▶ **Document segment**:
We must also recognize the role of inference. Because there is no direct relationship between entities and words, the listener’s task is to infer correctly which entity the speaker intends to identify by using a particular referring expression.

·        Referential and Attributive uses
Ex: he wants to marry ‘a woman with lots of money’
            (It can designate an entity that is known to the speaker only in terms of its descriptive properties. The word ‘a’ could be replaced by ‘any’ in this case. This is sometimes called an attributive use, meaning ‘whoever/whatever fits the description’. It would be distinct from a referential use whereby I actually have a person in mind and instead of using her name or some other description 
·        Names and Referents
Ex: Brazil wins world cup
(The referent is to be understood as football team, not as a government. The nature of reference interpretation just described is also what allows readers to make sense of this utterance using names or countries)
·        The Role of Co-Text
Our ability to identify intended referents has actually depended on more than our understanding of the referring expression. It has been aided by the linguistic material, or co-text, accompanying the referring expression. The referring expression actually provides a range of reference, that is, a number of possible referents.

▶ **Dataset excerpt**:
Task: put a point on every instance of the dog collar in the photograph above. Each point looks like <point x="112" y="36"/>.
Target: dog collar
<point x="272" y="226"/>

▶ **Short exercise 1**: According to the text on reference, how should the referent in "Brazil wins world cup" be understood?
▶ **Short exercise 2**: Reproduce the text on reference from "We must also" to "particular referring expression.".

▶ **Complete output 1**: As the football team, not as a government.

▶ **Complete output 2**:
We must also recognize the role of inference. Because there is no direct relationship between entities and words, the listener’s task is to infer correctly which entity the speaker intends to identify by using a particular referring expression.